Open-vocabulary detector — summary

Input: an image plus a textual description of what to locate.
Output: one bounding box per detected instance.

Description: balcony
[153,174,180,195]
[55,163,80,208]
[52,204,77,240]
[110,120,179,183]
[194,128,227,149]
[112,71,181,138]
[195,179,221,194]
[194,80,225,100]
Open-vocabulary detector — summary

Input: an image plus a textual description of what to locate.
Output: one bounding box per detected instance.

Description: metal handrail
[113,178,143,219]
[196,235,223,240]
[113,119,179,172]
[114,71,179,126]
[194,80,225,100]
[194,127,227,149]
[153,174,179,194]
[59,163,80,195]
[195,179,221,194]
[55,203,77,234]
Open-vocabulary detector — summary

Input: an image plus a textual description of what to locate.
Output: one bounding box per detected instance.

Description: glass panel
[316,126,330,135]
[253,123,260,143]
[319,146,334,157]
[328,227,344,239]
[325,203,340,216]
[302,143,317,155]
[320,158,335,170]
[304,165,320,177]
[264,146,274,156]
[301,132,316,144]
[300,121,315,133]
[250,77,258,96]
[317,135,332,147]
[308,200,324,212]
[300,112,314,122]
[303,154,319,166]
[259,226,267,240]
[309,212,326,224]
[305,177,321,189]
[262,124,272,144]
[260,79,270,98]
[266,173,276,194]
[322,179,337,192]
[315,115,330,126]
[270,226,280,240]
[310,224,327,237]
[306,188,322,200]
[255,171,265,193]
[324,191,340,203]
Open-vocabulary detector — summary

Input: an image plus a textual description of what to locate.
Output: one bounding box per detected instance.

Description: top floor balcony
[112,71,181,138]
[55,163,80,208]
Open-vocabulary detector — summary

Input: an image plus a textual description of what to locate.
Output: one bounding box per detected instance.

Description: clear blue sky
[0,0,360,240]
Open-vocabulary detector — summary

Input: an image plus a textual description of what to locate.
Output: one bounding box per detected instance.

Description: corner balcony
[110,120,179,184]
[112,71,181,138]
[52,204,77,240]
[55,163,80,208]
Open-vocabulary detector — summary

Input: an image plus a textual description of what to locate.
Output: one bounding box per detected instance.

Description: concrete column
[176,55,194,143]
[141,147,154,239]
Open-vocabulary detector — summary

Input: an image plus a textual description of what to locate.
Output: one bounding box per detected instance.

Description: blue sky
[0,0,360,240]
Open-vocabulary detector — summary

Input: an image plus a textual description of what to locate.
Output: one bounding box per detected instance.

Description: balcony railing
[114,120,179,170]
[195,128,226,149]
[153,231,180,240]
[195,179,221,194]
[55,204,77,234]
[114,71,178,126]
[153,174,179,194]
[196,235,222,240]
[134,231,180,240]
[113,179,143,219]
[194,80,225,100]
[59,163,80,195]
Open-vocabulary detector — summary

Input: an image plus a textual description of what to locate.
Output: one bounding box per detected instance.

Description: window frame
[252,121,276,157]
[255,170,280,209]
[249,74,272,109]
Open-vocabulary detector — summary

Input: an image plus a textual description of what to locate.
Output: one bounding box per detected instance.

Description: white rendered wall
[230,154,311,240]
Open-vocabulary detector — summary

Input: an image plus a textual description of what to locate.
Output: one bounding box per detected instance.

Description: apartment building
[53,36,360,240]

**WORK TO COMPLETE:** Rewrite the rows above, from their first line through the line containing "[55,203,77,234]" inclusive, as a Markdown table with the columns Number and Line. Give each line its sequential number and leave out blank lines.

**RESPONSE BELOW:**
| Number | Line |
|---|---|
| 1 | Open-vocabulary detector — summary |
| 2 | Input: an image plus a textual description of what to locate. |
| 3 | Output: one bounding box per detected instance. |
| 4 | Description: balcony |
| 5 | [153,174,180,195] |
| 6 | [55,163,80,208] |
| 7 | [52,204,77,240] |
| 8 | [110,120,179,183] |
| 9 | [194,128,227,149] |
| 10 | [112,71,181,138] |
| 11 | [195,179,221,194] |
| 12 | [194,80,225,100] |
| 13 | Open-vocabulary detector — summary |
| 14 | Input: an image plus a textual description of what to locate. |
| 15 | Output: one bounding box per detected instance. |
| 16 | Description: metal handrail |
| 17 | [113,178,143,219] |
| 18 | [196,235,223,240] |
| 19 | [113,119,179,172] |
| 20 | [114,71,179,126] |
| 21 | [194,80,225,100] |
| 22 | [194,127,227,149] |
| 23 | [153,174,179,194] |
| 24 | [59,163,80,195] |
| 25 | [195,179,221,194] |
| 26 | [55,203,77,234] |